--- start of Given data ---

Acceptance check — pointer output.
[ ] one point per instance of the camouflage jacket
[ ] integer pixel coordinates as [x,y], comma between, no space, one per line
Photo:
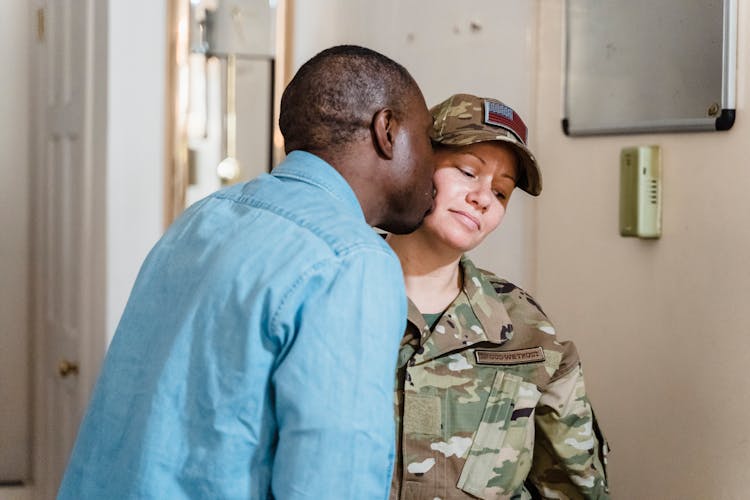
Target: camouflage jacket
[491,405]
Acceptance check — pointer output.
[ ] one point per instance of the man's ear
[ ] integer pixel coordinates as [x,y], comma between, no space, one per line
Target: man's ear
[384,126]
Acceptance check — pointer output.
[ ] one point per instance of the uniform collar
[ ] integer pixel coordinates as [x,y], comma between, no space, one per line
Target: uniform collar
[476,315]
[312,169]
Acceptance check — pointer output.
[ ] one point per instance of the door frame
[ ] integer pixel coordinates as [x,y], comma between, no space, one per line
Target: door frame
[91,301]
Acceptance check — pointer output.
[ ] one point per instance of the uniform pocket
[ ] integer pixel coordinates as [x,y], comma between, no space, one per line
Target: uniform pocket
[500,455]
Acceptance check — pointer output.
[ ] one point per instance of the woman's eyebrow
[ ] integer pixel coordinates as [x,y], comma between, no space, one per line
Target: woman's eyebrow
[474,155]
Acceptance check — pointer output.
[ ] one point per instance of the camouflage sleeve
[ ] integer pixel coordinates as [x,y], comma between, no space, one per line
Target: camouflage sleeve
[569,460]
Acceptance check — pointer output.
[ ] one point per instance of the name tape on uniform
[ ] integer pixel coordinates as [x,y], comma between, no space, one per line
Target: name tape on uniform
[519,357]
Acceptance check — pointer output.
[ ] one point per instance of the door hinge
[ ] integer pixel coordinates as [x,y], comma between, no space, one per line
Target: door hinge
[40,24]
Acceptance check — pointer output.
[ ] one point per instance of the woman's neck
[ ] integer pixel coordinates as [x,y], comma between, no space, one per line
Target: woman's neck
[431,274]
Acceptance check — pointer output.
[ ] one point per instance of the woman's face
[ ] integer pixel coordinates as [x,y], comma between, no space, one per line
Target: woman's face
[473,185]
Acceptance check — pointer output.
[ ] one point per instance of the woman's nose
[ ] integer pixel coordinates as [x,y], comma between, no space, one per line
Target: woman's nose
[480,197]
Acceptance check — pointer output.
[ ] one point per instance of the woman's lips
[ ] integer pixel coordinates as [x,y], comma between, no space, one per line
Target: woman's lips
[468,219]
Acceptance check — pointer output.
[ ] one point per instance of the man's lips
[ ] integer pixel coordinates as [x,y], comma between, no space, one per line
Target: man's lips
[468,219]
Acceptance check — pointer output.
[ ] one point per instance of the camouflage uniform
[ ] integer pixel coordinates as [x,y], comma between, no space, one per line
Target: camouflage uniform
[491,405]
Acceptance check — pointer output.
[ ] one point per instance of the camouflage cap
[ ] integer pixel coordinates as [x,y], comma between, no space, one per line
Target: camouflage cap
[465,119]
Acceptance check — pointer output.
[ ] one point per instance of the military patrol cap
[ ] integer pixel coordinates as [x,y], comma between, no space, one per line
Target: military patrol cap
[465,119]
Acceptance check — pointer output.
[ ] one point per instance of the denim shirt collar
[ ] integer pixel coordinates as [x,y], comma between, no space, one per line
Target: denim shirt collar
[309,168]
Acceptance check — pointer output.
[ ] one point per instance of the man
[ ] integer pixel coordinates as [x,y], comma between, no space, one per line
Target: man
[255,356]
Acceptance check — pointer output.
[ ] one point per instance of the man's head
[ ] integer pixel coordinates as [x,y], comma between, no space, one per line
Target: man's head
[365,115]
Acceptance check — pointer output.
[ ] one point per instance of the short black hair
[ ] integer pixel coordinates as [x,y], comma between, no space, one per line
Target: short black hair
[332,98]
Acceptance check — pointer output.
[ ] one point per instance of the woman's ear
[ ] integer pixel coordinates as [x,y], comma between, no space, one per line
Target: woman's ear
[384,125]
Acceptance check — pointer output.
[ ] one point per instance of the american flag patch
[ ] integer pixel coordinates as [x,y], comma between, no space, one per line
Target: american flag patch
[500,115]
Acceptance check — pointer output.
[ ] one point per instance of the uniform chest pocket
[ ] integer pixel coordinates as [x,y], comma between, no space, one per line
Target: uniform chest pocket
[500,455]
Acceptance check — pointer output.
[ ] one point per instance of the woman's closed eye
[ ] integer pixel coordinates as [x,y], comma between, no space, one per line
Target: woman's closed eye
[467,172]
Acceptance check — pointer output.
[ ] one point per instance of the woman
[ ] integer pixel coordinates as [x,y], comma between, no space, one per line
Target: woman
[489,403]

--- end of Given data ---

§ **Prompt**: Repeat the records above exactly, leaving out the pictures.

§ **Written reply**:
Acceptance check — pointer output.
[ ] one point per instance of the camouflage jacket
[ ] integer pixel coordinates as [x,y], comma between, no space, one per line
Photo:
Target: camouflage jacket
[491,405]
Acceptance check — pointer output.
[ ] one point per instance of the man's ear
[ ] integer pixel coordinates as [x,y], comma between, no space, one per line
Target: man's ear
[384,126]
Acceptance check — pointer output.
[ ] one point per instance of the uniform collar
[ ] integer pixel coordinates as [x,y], comma between, no space, one per line
Target: uniform collar
[476,315]
[312,169]
Acceptance check — pointer output.
[ ] one point per instance of the door frame
[ ] integer pixel coordinates as [x,y], comma between, no space, one per line
Target: door frame
[91,301]
Acceptance check — pointer output.
[ ] one point per instance of the uniform pocket
[ ] integer pixel coordinates as [x,y], comma between, no space, one per line
Target: uniform pocket
[500,455]
Acceptance check — pointer output.
[ ] one point per instance of the woman's eyebrow
[ ] integer pixel coordinates as [x,y], comma between, no space, one per line
Target: woman's eyebrow
[474,155]
Acceptance check — pointer output.
[ ] one point per instance of the camouflage sleeve
[ ] integer pixel coordinates as [x,y], comma between, no space, one per line
Target: camouflage sleeve
[569,460]
Acceptance check — pointer output.
[ ] one point per instance of the name tape on uniform
[ ] integer pixel coordinates as [x,y], comma between, no space, one per line
Target: name tape on uniform
[519,357]
Acceptance check — pointer output.
[ ] one point per instance of the door hinge
[ ] integer pixel coordinates as [x,y], comma between, no space, one per line
Target: door hinge
[40,24]
Acceptance check — pointer output.
[ ] one point per instance of the woman's neck
[ ] integer pixel coordinates as [x,y], comma between, no space, one per line
Target: woman's neck
[431,274]
Acceptance check — pointer output.
[ ] one point per instance of the woman's face
[ ] integer pixel coordinates as [x,y], comma between, no space, one per line
Target: woman's face
[473,185]
Acceptance check — pointer output.
[ ] one point per instance of the woman's nose
[ ] integer pixel coordinates as [x,y], comma between, no space, one per line
Target: woman's nose
[480,197]
Acceptance check — pointer output.
[ ] one point per instance of the woman's lips
[ ] integer pixel coordinates as [x,y], comma between, no space, one per line
Target: woman's lips
[468,219]
Acceptance check — pointer output.
[ ] one point per instance of the man's lips
[ ] integer pixel coordinates as [x,y], comma between, no space, one per line
Target: man's lips
[468,219]
Acceptance check — pointer output.
[ ] one point per instance of the camouflage uniform
[ ] integer pixel coordinates as [x,y], comma between, no space, one per line
Target: camouflage uniform
[491,405]
Acceptance check — pointer output.
[ ] one point per instance of the camouflage cap
[ ] integer pixel coordinates as [x,y], comma between, no space, one per line
Target: camouflage cap
[465,119]
Acceptance check — pointer output.
[ ] one point per instance of the military patrol cap
[ ] integer pixel coordinates as [x,y], comma between, no space, one per line
Target: military patrol cap
[465,119]
Acceptance check — pointer output.
[ ] one point per instance of the denim shirt collar
[ ] integer pixel coordinates as [x,y], comma between, no space, one per line
Target: denim shirt collar
[309,168]
Acceptance check — pointer output.
[ ] one point per instance of the man
[ ] integer pixel coordinates as [x,y], comma between, no space, one per line
Target: man
[255,356]
Acceptance check — pointer output.
[ ] one point per instance of the man's head
[ ] integer pixel coordinates as [x,y], comma between, no space, one per line
Target: man's head
[365,115]
Acceptance check — pointer output.
[ ] one point per instance of the short black hair
[ ] integer pixel coordinates as [x,y], comma between, no space, one per line
Target: short black hair
[332,98]
Acceptance check — pointer output.
[ ] one point per instance of the woman's ear
[ ] integer pixel coordinates as [x,y], comma between, no space, one per line
Target: woman's ear
[384,125]
Acceptance check — pointer output.
[ ] one point per instance of the american flag patch
[ ] integer pixel coordinates as [x,y], comma between, no space, one per line
Target: american flag patch
[500,115]
Acceptance check — pointer output.
[ ] one point per instance of the uniform chest pocket
[ ] integer pixel coordinates as [x,y], comma between, no space, one per line
Target: uniform chest pocket
[500,455]
Acceptance check — pointer output.
[ ] one point per instance of the woman's closed eye
[ ] integer pixel coordinates as [x,y], comma between, no space, one per line
Target: woman's closed eye
[467,172]
Acceptance check — pointer output.
[ ] one point per instance of the woman
[ ] integer pixel coordinates as [x,y], comma between, no space, one per line
Target: woman
[489,403]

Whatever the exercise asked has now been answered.